TASK TO CARRY OUT: Report how many lines of these entries hold the string "logo"; reply with the number alone.

DATA RECORDS:
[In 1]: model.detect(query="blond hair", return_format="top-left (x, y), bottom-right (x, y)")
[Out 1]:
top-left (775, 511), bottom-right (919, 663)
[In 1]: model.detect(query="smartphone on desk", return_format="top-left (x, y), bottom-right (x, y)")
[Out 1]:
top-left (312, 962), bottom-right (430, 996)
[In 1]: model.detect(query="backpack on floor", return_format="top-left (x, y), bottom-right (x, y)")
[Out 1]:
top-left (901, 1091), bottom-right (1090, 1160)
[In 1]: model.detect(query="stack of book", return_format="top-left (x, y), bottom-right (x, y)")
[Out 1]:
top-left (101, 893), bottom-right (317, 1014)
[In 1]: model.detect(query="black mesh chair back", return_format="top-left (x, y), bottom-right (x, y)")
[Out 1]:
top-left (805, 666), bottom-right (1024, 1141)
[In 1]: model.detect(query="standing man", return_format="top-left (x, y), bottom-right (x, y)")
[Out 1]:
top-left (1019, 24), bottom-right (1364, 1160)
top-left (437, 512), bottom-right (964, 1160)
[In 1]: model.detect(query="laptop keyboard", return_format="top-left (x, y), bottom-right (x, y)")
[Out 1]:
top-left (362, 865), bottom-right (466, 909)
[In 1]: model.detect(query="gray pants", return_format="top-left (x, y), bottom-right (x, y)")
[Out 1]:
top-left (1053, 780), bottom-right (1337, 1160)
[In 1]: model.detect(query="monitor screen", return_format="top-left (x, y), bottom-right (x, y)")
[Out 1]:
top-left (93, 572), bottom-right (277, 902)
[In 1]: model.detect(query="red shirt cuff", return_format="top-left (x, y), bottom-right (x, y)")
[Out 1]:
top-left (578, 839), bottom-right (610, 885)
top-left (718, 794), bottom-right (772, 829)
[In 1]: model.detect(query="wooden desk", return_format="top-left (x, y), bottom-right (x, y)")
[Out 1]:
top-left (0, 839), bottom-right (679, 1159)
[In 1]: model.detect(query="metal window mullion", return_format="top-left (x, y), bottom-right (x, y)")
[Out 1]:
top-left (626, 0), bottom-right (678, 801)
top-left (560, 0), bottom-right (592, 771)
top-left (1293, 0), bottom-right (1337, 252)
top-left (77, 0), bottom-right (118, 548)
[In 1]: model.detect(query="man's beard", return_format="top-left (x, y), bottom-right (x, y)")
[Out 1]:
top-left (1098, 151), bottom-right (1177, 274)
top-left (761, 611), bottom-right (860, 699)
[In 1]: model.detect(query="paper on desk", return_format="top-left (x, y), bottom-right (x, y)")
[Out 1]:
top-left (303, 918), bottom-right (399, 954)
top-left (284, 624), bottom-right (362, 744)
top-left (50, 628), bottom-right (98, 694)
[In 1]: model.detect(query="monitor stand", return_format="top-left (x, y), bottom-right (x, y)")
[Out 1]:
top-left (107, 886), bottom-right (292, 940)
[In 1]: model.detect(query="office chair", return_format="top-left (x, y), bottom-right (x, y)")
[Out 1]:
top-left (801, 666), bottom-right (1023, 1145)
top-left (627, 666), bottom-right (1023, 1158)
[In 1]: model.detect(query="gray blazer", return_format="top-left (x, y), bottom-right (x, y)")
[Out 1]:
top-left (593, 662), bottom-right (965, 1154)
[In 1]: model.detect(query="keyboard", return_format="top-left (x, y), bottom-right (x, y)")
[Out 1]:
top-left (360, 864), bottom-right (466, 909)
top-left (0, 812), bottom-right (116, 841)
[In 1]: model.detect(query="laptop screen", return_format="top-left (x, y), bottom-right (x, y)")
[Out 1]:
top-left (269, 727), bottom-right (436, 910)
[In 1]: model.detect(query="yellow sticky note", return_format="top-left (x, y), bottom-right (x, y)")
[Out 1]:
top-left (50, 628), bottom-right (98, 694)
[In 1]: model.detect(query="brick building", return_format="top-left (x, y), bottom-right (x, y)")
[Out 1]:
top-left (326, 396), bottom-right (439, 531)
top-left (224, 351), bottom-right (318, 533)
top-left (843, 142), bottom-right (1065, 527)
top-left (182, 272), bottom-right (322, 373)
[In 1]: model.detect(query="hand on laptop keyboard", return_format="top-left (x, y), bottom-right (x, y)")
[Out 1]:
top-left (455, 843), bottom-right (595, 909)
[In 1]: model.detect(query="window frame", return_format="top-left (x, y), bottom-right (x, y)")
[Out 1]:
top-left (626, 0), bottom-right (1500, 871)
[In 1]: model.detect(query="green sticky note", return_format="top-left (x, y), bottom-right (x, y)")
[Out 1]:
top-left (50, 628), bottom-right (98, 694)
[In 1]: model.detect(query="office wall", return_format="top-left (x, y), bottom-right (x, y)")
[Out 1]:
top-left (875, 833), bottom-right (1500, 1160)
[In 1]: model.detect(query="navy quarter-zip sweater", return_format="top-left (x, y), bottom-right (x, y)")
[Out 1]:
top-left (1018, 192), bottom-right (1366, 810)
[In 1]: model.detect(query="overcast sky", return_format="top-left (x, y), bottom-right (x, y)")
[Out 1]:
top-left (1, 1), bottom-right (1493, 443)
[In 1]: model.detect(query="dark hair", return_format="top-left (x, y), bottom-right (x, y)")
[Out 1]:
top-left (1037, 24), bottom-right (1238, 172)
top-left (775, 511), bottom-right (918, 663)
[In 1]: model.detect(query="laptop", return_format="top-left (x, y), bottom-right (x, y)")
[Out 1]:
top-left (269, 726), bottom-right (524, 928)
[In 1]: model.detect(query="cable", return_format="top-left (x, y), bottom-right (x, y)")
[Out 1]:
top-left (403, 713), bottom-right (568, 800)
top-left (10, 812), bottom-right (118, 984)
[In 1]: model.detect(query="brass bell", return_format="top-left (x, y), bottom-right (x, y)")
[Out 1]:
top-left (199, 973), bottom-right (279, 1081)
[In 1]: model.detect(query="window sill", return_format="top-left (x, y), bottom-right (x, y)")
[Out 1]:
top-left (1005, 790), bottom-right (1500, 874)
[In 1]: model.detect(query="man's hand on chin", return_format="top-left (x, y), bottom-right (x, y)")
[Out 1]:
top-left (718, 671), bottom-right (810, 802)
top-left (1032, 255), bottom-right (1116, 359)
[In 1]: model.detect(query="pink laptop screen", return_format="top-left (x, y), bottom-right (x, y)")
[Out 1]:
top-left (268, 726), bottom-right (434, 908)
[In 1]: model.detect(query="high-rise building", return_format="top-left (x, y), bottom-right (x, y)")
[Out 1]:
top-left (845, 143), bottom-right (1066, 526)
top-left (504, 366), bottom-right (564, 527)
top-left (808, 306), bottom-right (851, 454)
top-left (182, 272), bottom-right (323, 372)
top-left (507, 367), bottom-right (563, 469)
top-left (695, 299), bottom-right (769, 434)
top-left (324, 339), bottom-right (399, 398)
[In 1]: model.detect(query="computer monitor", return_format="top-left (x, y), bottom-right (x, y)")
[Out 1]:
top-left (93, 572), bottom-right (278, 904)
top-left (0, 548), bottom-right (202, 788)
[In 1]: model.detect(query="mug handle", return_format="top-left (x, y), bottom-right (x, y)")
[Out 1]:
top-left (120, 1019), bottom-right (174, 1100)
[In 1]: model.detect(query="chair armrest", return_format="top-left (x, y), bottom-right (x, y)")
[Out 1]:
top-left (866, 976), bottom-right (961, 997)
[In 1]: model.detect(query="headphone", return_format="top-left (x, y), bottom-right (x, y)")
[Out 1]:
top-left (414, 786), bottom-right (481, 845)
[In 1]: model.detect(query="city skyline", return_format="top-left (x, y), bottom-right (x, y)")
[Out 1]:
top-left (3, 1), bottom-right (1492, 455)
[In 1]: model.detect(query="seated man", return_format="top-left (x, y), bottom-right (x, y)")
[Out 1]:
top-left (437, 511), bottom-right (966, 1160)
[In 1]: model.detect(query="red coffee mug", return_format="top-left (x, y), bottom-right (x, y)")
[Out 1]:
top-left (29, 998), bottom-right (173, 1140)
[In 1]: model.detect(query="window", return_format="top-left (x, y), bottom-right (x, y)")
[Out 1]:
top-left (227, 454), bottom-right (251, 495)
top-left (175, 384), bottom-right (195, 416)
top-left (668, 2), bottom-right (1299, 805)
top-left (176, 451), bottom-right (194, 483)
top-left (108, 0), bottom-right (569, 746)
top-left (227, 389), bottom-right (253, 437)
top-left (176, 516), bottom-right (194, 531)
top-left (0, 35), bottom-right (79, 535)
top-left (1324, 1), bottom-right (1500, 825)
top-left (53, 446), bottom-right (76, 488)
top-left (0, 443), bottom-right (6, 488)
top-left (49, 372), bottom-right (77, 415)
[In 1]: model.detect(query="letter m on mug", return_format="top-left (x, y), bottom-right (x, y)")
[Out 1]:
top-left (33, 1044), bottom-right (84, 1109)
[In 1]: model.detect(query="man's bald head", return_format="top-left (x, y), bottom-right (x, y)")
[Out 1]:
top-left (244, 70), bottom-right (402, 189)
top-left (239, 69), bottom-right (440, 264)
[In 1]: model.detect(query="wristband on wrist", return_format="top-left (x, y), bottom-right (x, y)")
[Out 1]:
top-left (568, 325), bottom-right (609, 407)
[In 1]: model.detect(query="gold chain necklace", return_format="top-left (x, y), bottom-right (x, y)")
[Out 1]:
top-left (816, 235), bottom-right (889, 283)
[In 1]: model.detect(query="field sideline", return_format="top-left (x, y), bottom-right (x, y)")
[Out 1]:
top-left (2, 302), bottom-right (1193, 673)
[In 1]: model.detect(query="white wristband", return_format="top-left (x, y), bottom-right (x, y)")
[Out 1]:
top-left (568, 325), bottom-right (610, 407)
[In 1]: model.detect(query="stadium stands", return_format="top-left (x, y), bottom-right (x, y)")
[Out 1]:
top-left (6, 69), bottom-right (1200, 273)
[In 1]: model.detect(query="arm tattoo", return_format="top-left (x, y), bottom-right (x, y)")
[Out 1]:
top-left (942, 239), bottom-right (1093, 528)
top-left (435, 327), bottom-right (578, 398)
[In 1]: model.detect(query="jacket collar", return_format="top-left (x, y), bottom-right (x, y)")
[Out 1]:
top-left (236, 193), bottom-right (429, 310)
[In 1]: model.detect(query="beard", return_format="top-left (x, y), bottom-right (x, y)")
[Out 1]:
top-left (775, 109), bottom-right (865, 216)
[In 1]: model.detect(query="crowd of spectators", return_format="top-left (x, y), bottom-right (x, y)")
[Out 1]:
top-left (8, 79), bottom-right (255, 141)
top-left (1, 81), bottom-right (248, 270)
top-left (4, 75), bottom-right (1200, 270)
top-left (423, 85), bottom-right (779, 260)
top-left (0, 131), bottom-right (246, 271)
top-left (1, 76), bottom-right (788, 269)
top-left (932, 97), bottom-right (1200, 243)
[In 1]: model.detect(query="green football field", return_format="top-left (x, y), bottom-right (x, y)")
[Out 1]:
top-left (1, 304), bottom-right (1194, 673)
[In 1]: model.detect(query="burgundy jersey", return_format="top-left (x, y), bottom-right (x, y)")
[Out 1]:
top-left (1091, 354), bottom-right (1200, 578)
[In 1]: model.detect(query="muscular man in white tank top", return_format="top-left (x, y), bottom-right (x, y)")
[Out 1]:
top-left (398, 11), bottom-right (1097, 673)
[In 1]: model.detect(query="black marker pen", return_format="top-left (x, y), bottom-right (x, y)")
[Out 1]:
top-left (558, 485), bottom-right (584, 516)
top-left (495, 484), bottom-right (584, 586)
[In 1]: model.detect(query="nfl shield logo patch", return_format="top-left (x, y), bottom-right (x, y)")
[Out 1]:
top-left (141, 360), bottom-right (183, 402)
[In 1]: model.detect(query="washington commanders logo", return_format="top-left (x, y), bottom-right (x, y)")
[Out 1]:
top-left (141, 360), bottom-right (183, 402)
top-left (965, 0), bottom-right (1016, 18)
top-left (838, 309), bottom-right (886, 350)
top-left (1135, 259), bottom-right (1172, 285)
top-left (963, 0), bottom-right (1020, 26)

OUTPUT FOR THIS TASK: 2